[Aim of the task] Reading the records beneath this task, work out how many lines contain the word "query" and reply with only that number.

Segment Start: Extracted information

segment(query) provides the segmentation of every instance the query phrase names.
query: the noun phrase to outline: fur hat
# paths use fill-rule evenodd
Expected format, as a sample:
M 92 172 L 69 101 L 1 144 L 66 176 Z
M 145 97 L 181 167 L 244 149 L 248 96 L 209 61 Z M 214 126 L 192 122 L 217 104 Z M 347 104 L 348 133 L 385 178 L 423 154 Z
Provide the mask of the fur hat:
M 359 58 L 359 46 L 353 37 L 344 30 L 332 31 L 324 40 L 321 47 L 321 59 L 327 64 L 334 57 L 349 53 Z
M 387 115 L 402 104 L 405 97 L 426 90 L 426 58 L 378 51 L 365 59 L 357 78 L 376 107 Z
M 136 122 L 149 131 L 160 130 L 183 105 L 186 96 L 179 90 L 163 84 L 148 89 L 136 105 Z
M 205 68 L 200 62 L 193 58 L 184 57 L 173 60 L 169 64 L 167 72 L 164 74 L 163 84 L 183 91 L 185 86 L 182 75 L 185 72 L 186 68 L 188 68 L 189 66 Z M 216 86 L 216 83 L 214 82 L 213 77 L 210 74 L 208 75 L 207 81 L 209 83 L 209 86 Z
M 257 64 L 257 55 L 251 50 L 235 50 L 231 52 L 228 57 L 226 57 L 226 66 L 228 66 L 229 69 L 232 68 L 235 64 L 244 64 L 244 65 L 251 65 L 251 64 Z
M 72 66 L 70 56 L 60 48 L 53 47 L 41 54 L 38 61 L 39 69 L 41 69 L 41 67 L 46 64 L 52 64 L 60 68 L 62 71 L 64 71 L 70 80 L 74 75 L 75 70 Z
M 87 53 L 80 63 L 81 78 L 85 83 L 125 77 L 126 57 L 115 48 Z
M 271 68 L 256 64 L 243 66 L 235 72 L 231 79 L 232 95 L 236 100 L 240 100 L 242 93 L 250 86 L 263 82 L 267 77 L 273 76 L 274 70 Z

Segment End: Extracted information

[Result of this task] 2